> [Problem details]:
Return every row below word for word, with the pictures left out.

··· Task material

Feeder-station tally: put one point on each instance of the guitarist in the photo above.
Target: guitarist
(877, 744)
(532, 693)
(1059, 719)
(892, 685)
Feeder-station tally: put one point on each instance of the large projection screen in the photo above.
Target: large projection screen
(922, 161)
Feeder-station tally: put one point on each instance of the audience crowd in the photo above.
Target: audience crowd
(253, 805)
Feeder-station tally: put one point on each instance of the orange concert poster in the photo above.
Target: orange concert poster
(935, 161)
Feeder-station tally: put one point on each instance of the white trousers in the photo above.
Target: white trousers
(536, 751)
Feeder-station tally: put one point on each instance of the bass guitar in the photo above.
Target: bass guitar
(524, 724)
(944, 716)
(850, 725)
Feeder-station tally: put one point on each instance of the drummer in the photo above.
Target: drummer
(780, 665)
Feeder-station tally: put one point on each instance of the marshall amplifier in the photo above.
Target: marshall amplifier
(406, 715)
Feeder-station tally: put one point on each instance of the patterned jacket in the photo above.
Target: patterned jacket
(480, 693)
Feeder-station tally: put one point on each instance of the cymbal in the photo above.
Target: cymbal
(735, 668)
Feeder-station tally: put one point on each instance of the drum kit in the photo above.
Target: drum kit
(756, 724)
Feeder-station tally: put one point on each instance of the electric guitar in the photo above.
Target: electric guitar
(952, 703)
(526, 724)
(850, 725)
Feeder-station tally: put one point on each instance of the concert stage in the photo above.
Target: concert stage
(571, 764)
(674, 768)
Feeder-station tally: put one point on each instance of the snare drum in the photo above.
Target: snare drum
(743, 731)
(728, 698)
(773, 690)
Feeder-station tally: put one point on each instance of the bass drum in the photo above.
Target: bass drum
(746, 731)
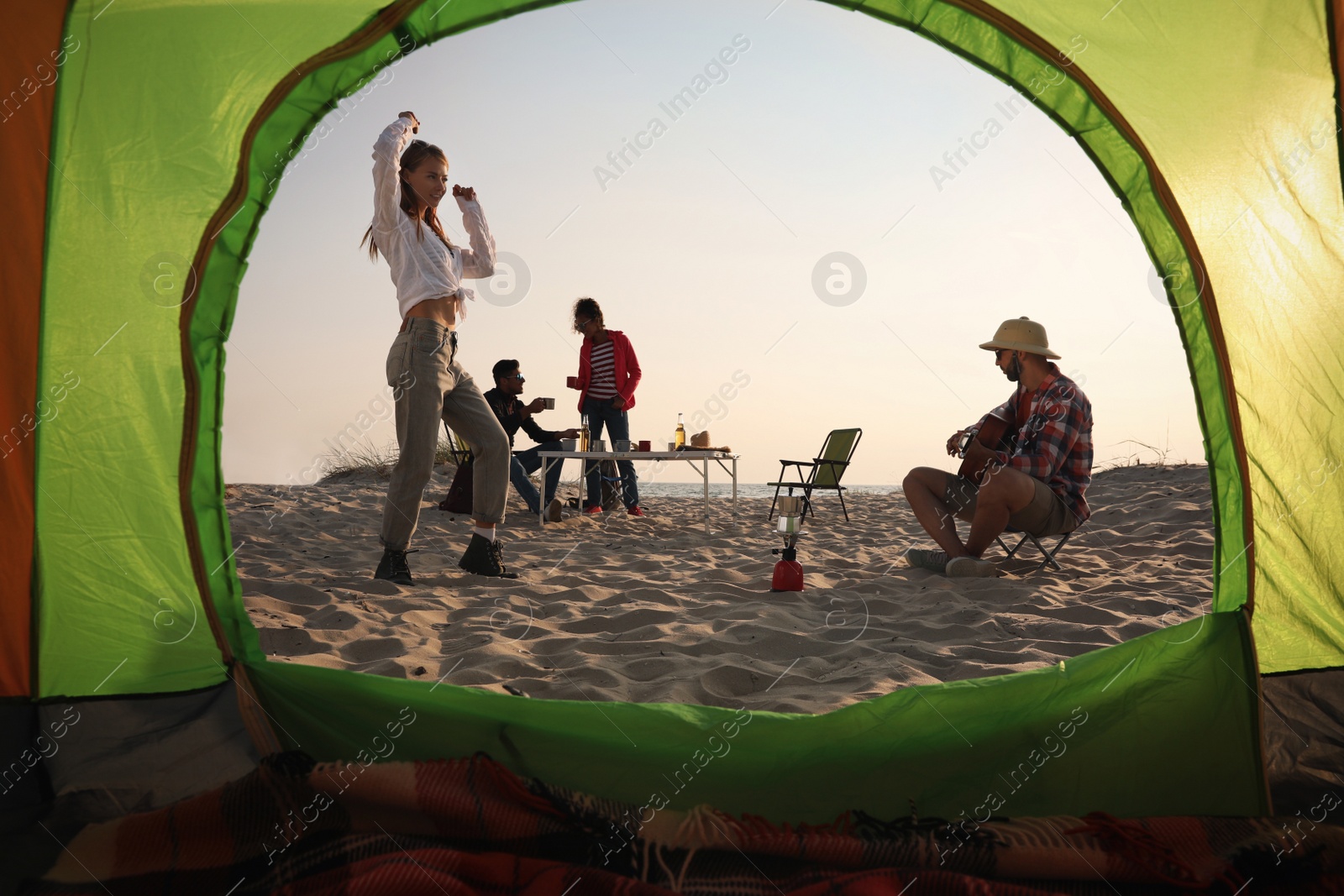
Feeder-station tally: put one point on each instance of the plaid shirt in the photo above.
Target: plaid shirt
(1055, 443)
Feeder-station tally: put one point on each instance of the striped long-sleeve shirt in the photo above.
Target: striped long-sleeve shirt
(1054, 443)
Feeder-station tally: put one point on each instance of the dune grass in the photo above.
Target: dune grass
(366, 461)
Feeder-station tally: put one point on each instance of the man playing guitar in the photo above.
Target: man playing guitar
(1026, 464)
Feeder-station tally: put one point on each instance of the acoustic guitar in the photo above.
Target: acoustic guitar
(996, 434)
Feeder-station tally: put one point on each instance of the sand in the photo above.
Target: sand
(669, 609)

······

> [Output of the exercise]:
Feeder-station tally: put one point on each instance of the guitarist in the photo above.
Target: guitarist
(877, 744)
(532, 693)
(1059, 719)
(892, 685)
Feeder-station tally: put one point on each instance of the large projection screen in the photo above.
Target: large projection screen
(922, 161)
Feeder-station tally: put one point on each instance of the audience crowd in the photo above.
Target: audience crowd
(253, 805)
Feeder-station tally: put one point on each instance of the orange concert poster in the photo above.
Target: orange concert poster
(935, 161)
Feeder-station tally: put one point on each instance of the white trousers in the photo above.
Target: white trousers
(536, 751)
Feeder-station tally: put one point on each instance of the bass guitar in the photo above.
Target: bass guitar
(524, 724)
(944, 716)
(850, 725)
Feeder-station tally: put one point on each instance of the drummer in the photo above.
Target: drummer
(780, 665)
Feeder-station tally: put one point on each instance of the marshall amplifier in the photo above.
Target: marshall amplifier
(406, 715)
Feeder-station tally: put one point on each instance of the patterned jacket in the photo above.
Target: patterned jacket
(480, 693)
Feeder-station tally: put one point on each instance of the cymbal in the photo above.
Target: cymbal
(735, 668)
Feeder-station tally: put one point on each instance of the drum kit in the photo above.
Target: drum kit
(756, 724)
Feeder-station tally: put one point on each instance of the electric guitar in the photo above.
Target: electric guitar
(952, 703)
(526, 724)
(850, 725)
Feeder-station tally: put one point on each instance of the concert stage in the photo above.
Target: concert stage
(571, 764)
(674, 768)
Feeder-station tally: put one point on each instance of the snare drum in the photo above.
Target: snare drum
(743, 731)
(728, 698)
(773, 690)
Feeder-station tally: put one point on each instance of the bass drum in the photo above.
Target: bass drum
(746, 731)
Feeder-station tally: put one point on each instance of the plaid shirt in the photo above.
Target: plaid shirt
(1055, 443)
Feeder-station tally: put one point on each instance of the striped long-sleeve shirt in the photo above.
Target: striped long-sleeve shirt
(1054, 443)
Feeder-station tally: put one point on each instance of the dune grass in the photo above.
Target: dune grass
(366, 461)
Feeder-station tally: put one point on each instance of the man playing guitar in the photo above.
Target: man playing guitar
(1026, 464)
Feeder-station tally: put one point on each instance of the acoustic guitar in the photo above.
Target: acoustic guitar
(996, 434)
Feeder-station tally: put one point on each instance of the sand in the photo above.
Target: sand
(669, 609)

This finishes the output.